SELECTED EXCERPT:

Hebern's idea was the base for many similar
machines, developed in several other countries.
In 1918, Engineer Arthur
Scherbius patented a cipher machine using rotors.
The German Navy and Foreign Offices were
approached, but were not interested. In 1923, the
rights for the patents went to
Chiffriermaschinen-AG, a firm with Scherbius on
the board of directors, that commercialized the
machine. In 1927, Scherbius bought the 1919
patent from of a similar machine from the
Dutchman Koch, in order to secure his own patent,
approved in 1925.
The first cipher machine,
Enigma A, came onto the market in 1923. It was a
large and heavy machine with an integrated
typewriter and weighed about 50 Kg. Soon after
the Enigma B was introduced, a very similar
machine. The weight and size of these machines
made them unattractive for military use. The
development of the reflector, an idea of
Scherbius' colleague Willi Korn, made it possible
to design the compact and much lighter Enigma C.
Also, the type writer part was replaced by a lamp
panel. In 1927, the Enigma D was introduced and
commercialized in several versions with different
rotor wirings, and sold across Europe to military
and diplomatic services. The Enigma D had three
normal rotors and one reflector that could be set
in one of the 26 positions.
Several intelligence services
succeeded in breaking the civil and military
Enigma versions which were all based on the
commercial D. The Enigma D had no plugboard, a
military feature that would increase security
considerably from 1935 onwards. The Italian Navy
bought the commercial Enigma D, as did Spain
during the Spanish Civil War. The Swiss army used
the Enigma K, a slightly modified version of the
Enigma D. Japan used the Enigma T, also called
Tirpiz Enigma, an adapted Enigma D with modified
entry rotor connections. Japan also developed
their own version of the T, with horizontally
placed rotors. The messages of both models T and
K were broken as well. The Railway Enigma,
another D clone wich was used by the German
Reichsbahn in Eastern Europe, was partially
broken from 1941 onwards.

LISTED RECORDS:
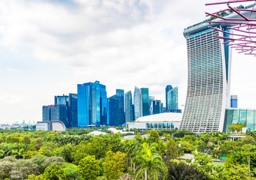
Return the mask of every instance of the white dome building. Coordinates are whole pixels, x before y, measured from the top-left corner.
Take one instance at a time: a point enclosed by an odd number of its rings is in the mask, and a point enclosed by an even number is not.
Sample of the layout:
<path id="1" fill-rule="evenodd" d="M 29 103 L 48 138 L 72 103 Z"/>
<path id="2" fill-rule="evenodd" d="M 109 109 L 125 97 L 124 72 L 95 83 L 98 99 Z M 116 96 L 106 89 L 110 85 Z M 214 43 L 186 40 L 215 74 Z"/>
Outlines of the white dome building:
<path id="1" fill-rule="evenodd" d="M 139 118 L 133 122 L 126 122 L 128 129 L 175 129 L 179 128 L 182 113 L 165 112 Z"/>

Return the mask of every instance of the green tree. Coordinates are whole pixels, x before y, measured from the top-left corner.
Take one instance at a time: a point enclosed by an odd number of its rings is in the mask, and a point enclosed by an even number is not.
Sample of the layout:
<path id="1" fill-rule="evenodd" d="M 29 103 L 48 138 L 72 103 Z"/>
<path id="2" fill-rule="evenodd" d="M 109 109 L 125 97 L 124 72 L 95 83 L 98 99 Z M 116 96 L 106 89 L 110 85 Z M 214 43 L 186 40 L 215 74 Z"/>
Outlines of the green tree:
<path id="1" fill-rule="evenodd" d="M 78 172 L 84 180 L 96 179 L 99 176 L 99 160 L 88 155 L 79 162 Z"/>
<path id="2" fill-rule="evenodd" d="M 197 166 L 178 160 L 172 160 L 168 166 L 166 180 L 208 180 L 207 176 Z"/>
<path id="3" fill-rule="evenodd" d="M 45 169 L 44 178 L 47 180 L 66 179 L 63 170 L 56 164 L 53 164 L 50 167 L 47 167 Z"/>
<path id="4" fill-rule="evenodd" d="M 154 142 L 158 143 L 160 136 L 157 130 L 151 130 L 149 138 L 151 139 Z"/>
<path id="5" fill-rule="evenodd" d="M 166 142 L 166 157 L 174 158 L 178 156 L 178 148 L 174 140 L 170 139 Z"/>
<path id="6" fill-rule="evenodd" d="M 163 161 L 162 157 L 157 151 L 157 144 L 149 146 L 144 142 L 142 148 L 138 152 L 135 158 L 137 165 L 136 179 L 149 178 L 151 180 L 162 179 L 165 178 L 167 168 Z"/>
<path id="7" fill-rule="evenodd" d="M 108 152 L 105 158 L 105 162 L 102 164 L 103 175 L 108 179 L 117 179 L 123 174 L 126 169 L 126 154 L 125 153 Z"/>

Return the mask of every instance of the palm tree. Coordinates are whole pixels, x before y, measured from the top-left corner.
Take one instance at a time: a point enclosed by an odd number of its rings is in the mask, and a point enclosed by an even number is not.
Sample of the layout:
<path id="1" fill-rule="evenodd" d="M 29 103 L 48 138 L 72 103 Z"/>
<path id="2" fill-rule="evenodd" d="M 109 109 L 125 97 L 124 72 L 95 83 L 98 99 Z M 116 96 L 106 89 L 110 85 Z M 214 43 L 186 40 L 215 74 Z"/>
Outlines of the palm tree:
<path id="1" fill-rule="evenodd" d="M 167 168 L 157 152 L 157 147 L 156 143 L 151 146 L 147 142 L 143 143 L 142 149 L 135 159 L 137 165 L 135 179 L 145 178 L 147 180 L 148 177 L 150 179 L 157 180 L 166 177 Z"/>
<path id="2" fill-rule="evenodd" d="M 23 148 L 20 148 L 20 150 L 13 150 L 12 154 L 15 158 L 20 159 L 25 157 L 26 152 Z"/>

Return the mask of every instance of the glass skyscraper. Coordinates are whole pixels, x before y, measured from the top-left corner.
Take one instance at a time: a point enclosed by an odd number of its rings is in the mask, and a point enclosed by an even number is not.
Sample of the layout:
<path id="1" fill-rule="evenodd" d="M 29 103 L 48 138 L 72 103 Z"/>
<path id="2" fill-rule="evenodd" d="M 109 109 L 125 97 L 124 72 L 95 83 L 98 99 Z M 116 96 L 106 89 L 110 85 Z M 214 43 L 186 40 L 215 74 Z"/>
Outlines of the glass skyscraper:
<path id="1" fill-rule="evenodd" d="M 178 110 L 178 87 L 175 87 L 167 92 L 167 110 Z"/>
<path id="2" fill-rule="evenodd" d="M 247 130 L 256 130 L 256 110 L 228 108 L 226 109 L 224 131 L 230 132 L 228 129 L 232 124 L 246 124 Z"/>
<path id="3" fill-rule="evenodd" d="M 230 107 L 237 108 L 237 95 L 231 95 Z"/>
<path id="4" fill-rule="evenodd" d="M 149 109 L 148 109 L 148 88 L 142 88 L 142 116 L 148 116 L 149 115 Z"/>
<path id="5" fill-rule="evenodd" d="M 166 87 L 166 110 L 169 110 L 168 107 L 168 92 L 172 88 L 172 85 L 167 85 Z"/>
<path id="6" fill-rule="evenodd" d="M 116 96 L 118 99 L 118 122 L 120 125 L 125 124 L 124 118 L 124 91 L 123 89 L 116 90 Z"/>
<path id="7" fill-rule="evenodd" d="M 125 122 L 134 121 L 134 112 L 133 106 L 132 92 L 129 91 L 125 93 Z"/>
<path id="8" fill-rule="evenodd" d="M 92 124 L 93 82 L 78 85 L 78 127 L 87 128 Z"/>
<path id="9" fill-rule="evenodd" d="M 115 94 L 108 98 L 108 125 L 119 126 L 119 99 Z"/>
<path id="10" fill-rule="evenodd" d="M 230 106 L 230 50 L 228 44 L 223 44 L 214 35 L 228 34 L 209 28 L 208 23 L 200 23 L 186 29 L 184 35 L 188 81 L 180 128 L 193 132 L 223 131 L 225 108 Z"/>
<path id="11" fill-rule="evenodd" d="M 99 126 L 107 123 L 105 86 L 96 81 L 78 85 L 78 126 Z"/>
<path id="12" fill-rule="evenodd" d="M 134 104 L 134 118 L 135 120 L 136 120 L 139 117 L 142 117 L 143 113 L 142 90 L 137 88 L 137 86 L 135 86 L 134 88 L 133 104 Z"/>

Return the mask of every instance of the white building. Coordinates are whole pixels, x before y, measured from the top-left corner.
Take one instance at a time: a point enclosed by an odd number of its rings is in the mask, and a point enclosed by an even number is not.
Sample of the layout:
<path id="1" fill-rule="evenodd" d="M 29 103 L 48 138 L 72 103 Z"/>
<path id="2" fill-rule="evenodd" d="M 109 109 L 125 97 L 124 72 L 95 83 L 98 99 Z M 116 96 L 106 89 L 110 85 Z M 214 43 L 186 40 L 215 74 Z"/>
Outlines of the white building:
<path id="1" fill-rule="evenodd" d="M 38 122 L 35 125 L 35 130 L 65 131 L 66 126 L 63 122 L 59 121 Z"/>
<path id="2" fill-rule="evenodd" d="M 133 122 L 127 122 L 128 129 L 175 129 L 179 128 L 182 113 L 165 112 L 139 118 Z"/>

GIVEN REQUEST 1:
In the text about the Enigma machines, whose idea was the reflector?
GIVEN REQUEST 2:
Quote the text about the Enigma machines, starting at the words "Hebern's idea was" and stopping after "machine using rotors.".
Rely only on the text about the Enigma machines.

FINAL ANSWER 1:
The reflector was the idea of Willi Korn, a colleague of Scherbius.

FINAL ANSWER 2:
Hebern's idea was the base for many similar
machines, developed in several other countries.
In 1918, Engineer Arthur
Scherbius patented a cipher machine using rotors.